| Письменное задание 1 |
Определите, соответствуют ли тексту об экспедиции Гальинато утверждения (а), (б) и (в): (а) экспедицию оплатила казна генерал-губернатора; (б) через месяц в экспедиции было 120 человек; (в) набранные в экспедицию солдаты были первоклассными и закаленными. Для каждого дайте ответ «да» или «нет» и приведите решающие слова текста в точной цитате.
| Письменное задание 2 |
Допишите продолжение текста об экспедиции Гальинато, начав сразу после его последнего предложения.

| Статья |
----
Здесь в Маниле, столице дальневосточных владений Испании, кризис империи дает себя чувствовать со всей остротой. Уже почти год Велозу, Руис и Варгас обивают пороги, убеждая власти в выгодности и легкости воен­ного захвата Камбоджи. У них уже немало сторонников среди монахов. Город полон слоняющихся без дела и без средств к существованию военных. Ничего нет лег­че, как набрать и вооружить внушительный отряд, но для этого нужны деньги, а их нет в казне генерал-губер­натора. Приходится рассчитывать на частных лиц. С трудом им удается найти человека, согласного финанси­ровать экспедицию. Это генерал Гальинато, известный не только своим богатством, но и храбростью и благо­родством.

От имени царя Сатхи Велозу и Варгас подписывают договор, согласно которому царь Камбоджи признает себя вассалом испанской короны, принимает вместе с царицей христианство и учреждает в Камбодже пост испанского генерал-губернатора, каковой пост и пере­дается генералу Гальинато. Через месяц экспедиция уже насчитывает 120 человек и снаряжена всем необ­ходимым. Правда, это не те первоклассные, закаленные, готовые ко всему солдаты, с какими Гальинато двадцать лет назад участвовал в покорении Лусона. Им явно не­достает дисциплины, выдержки и хладнокровия, но ге­нерал понимает, что по нынешним временам, когда на полях Европы полегли десятки тысяч прекраснейших сынов Испании, на лучшее рассчитывать не приходится.
----
| Данные |
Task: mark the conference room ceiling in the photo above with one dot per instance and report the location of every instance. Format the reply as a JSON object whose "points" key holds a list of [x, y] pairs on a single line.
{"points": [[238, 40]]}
----
| Итоговый результат 1 |
(а) Нет: «Приходится рассчитывать на частных лиц».
(б) Да: «Через месяц экспедиция уже насчитывает 120 человек».
(в) Нет: «Правда, это не те первоклассные, закаленные, готовые ко всему солдаты».

| Итоговый результат 2 |
Впоследствии в неудаче экспедиции обвиняли Гальинато. Говорили о том, что он проявил малодушие и не сумел воспользоваться благоприятной для покорения Камбоджи ситуацией. Но старый солдат знал и готов был стоять на своем, что им руководила не трусость, а осторожность и благоразумие.

Его не было в Камбодже во время развернувшихся там кровавых событий. Флагманский фрегат под коман­дой Варгаса получил сильные повреждения во время встретившегося на пути экспедиции урагана и вынуж­ден был вернуться в Манилу. Джонки Руиса и Велозу с грехом пополам добрались до Пном-Пеня. Как потом докладывали Гальинато, узурпатор Тьхунг Прей, кото­рого неожиданно для себя обнаружили на камбоджий­ском престоле Руис и Велозу, с самого начала повел себя грубо и высокомерно. Он предписал испанцам ос­таваться в Пном-Пене и не выходить за пределы ино­странного квартала. Правда, сам генерал не усматривал в этом акте проявления особой грубости, но у его спут­ников, еще недавно встречавших совсем иной прием при дворе камбоджийского царя, повеление Тьхунг Прея вызвало бурное недовольство. Горячая голова Руис хватался за меч и требовал немедленного уничтожения узурпатора, более рассудительный Велозу предлагал дождаться прибытия Гальинато.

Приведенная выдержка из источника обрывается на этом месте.